Фрагмент:
----
Город и люди: книга московской прозы
Признаться, не будучи москвичом, я колебался, прежде чем браться за рецензирование этой «книги московской прозы». Однако, пробежав глазами вступительную статью и оглавление, немного успокоился. Поскольку идея книги, принадлежащая поэту и литературоведу В. Перельмутеру, — образ Москвы в текстах писателей-немосквичей. «Идея проста: в начале ХХ века и первой его половине славная московская литература создавалась <…> немосквичами, новоприбывшими, по В. И. Далю, — новожилами» (с. 3).
Пятнадцать авторов, собранных под одной обложкой (Гиляровский, Булгаков, Платонов, Катаев…), действительно, не являются москвичами по jus soli. Хотя мне это обилие немосквичей среди создателей «московской прозы» не кажется чем-то удивительным: Москва всегда притягивала провинциальных литераторов, особенно после превращения в центр нового государства. Еще менее загадочно то, что прозаики, приехавшие «завоевывать Москву», отражали в своих текстах ее быт, архитектуру, нравы. Ведь и «петербургскую прозу» создавали не одни петербуржцы: Гоголь и Достоевский были в Питере такими же новожилами.
Хотя не стоит игнорировать вклад в «московскую прозу» самих москвичей, объявляя Ремизова, Цветаеву и Белого лишь «ярчайшими исключениями» (а в отношении Белого даже оговаривается, что он «куда более прославился «Петербургом», чем «Москвой»» — c. 533). Но — «московский текст» у Белого далеко не исчерпывается «Москвой»: вспомним его автобиографическую трилогию… Вспомним автобиографическую прозу москвичей Пастернака или Ходасевича…
Вообще, чем отличается «московский текст», создаваемый немосквичами, от такового у москвичей? Или что общего в нем у таких разных немосквичей, как Баранов и Олеша, Гиляровский и Мариенгоф?
Иногда составители пытаются нащупать это общее — например, некий «киевский подтекст»: «»Сожженный роман» в «московской литературе» занимает особое место <…> Москвичи-киевляне (Кржижановский, Голосовкер и Булгаков), примерные ровесники, хорошо знакомые между собой, сочиняют не что иное, как роман о сожженном романе («Сожженный роман», «Мастер и Маргарита») и об уничтожении литературы как таковой («Клуб убийц букв», выросший из новеллы «Книжная закладка»). «Классический» подтекст здесь — сожженная Александрийская библиотека, «московский» — так никогда и не разысканная уникальная и «легендарная» библиотека Ивана Грозного» (c. 594).
Но что же собственно киевского в этих текстах и подтекстах? Где, скажем, в «Мастере и Маргарите» можно найти хотя бы намек на Александрийскую библиотеку или библиотеку Ивана Грозного? Почему бы просто не предположить, что образ «сожженного романа» был вполне закономерен у трех опальных авторов, выдавленных из литературной жизни?
----
Задание: Кому, согласно фрагменту, принадлежит идея книги московской прозы?

Исходные данные:
----
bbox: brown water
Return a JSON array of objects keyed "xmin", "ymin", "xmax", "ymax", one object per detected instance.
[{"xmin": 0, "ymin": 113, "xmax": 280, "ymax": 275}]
----
Результат выполнения: Поэту и литературоведу В. Перельмутеру.